◆ 本文抜粋:
松たかコンヌです。最近どう、短歌詠んでる?(Hi-Hi風

なんだか、ここ数日、「作中主体」って言葉をよく耳にします。

きっかけは多分下記の石井僚一さんのツイートかなと思います。(少なくとも私のタイムラインでは。違うよ、って場合は訂正しますのでおっしゃってください)
さっそく以下引用します。

いくつかツイートが続くのですが、はっきりと問題提議されたなと思ったのは下記のツイートです。

なるほど〜と思ったり、うーんと思ったりしながらも、本当に石井僚一さんはいままで「作中主体」という言葉を使っていないのか、インターネット上を探したのですが、ざっと調べた感じはマジで出てこなくてびっくりしました。

なぜなら僕は使う派の人間だからです。
短歌だけに限らず、何かを読み解く(自分なりに)ときに「主体がどこにあるかを考えないと道しるべがない」と感じています。
しかし、石井僚一さんがおっしゃる「その用語でいいの?」という感覚はなんとなく、わかります。

さらに気になって、タイムラインをさかのぼって見ていたり、サーチをすると様々な意見があるということがわかりました。

今回は作中主体とはなんぞや、という点を色々と調べて、考察しながら書いたら全然自分の認識と違って面白かったので記事にしました。

例によって、ここからは砕けた口調で失礼します。怒らないでね。「自分は真面目すぎる」という自負がある人はここでリターンすることを推奨します。怒らないでね。

私の主張|松たかコンヌの思う作中主体

まず、使うべきか使うべきでないか、みたいな話になるのであれば、できる限り自分の立場を中立にしたいので、自分の意見を書いていく。

◆ 抽出情報:
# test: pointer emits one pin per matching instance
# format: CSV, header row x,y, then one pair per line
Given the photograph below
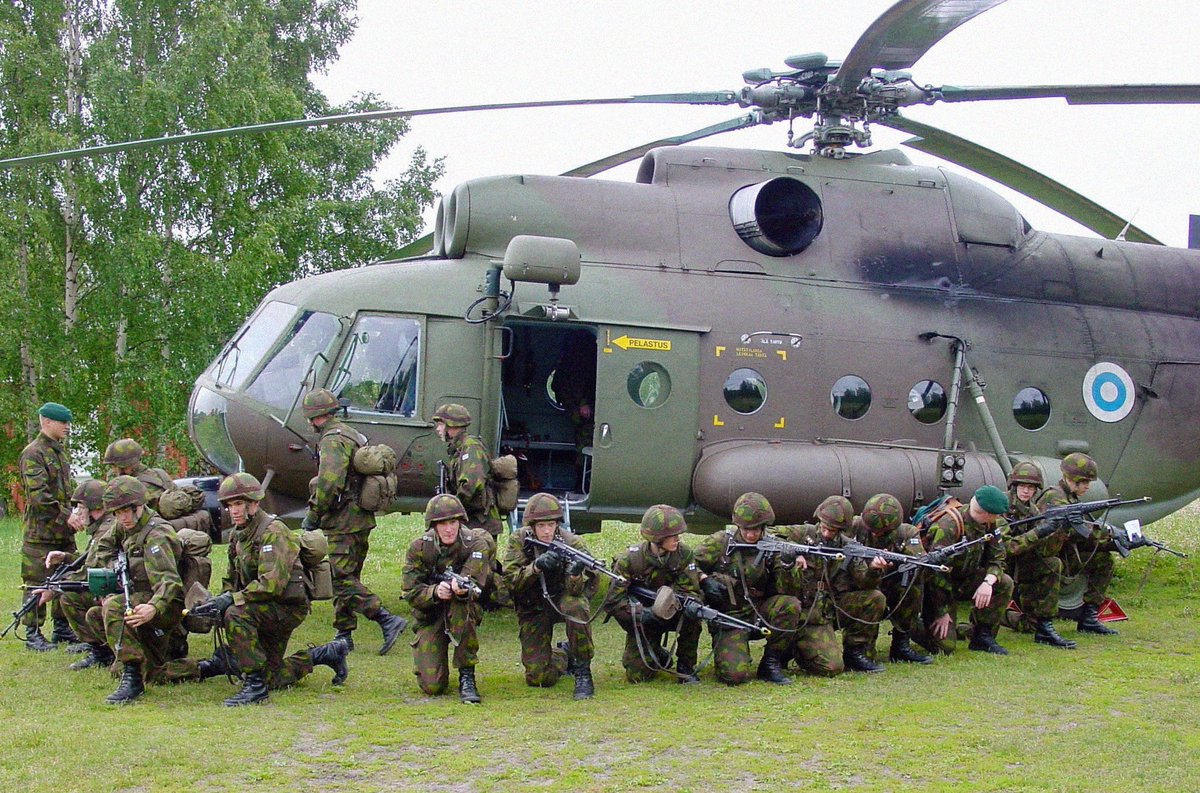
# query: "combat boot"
x,y
1045,634
334,656
901,650
983,638
97,655
130,688
771,670
467,691
585,689
253,690
1090,622
856,660
391,625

◆ 練習問題:
- a) 本文抜粋にある次の一文を英語に訳せ:「短歌だけに限らず、何かを読み解く(自分なりに)ときに「主体がどこにあるかを考えないと道しるべがない」と感じています。」
- b) 記録の全行を一字一句そのまま書き写せ。画像は答えに含めないこと。
本文抜粋と記録は出典が異なる。

◆ 解答:
- a) Not only with tanka, but whenever I interpret something (in my own way), I feel that "without thinking about where the subject lies, there is no signpost."

- b)
# test: pointer emits one pin per matching instance
# format: CSV, header row x,y, then one pair per line
Given the photograph below
# query: "combat boot"
x,y
1045,634
334,656
901,650
983,638
97,655
130,688
771,670
467,691
585,689
253,690
1090,622
856,660
391,625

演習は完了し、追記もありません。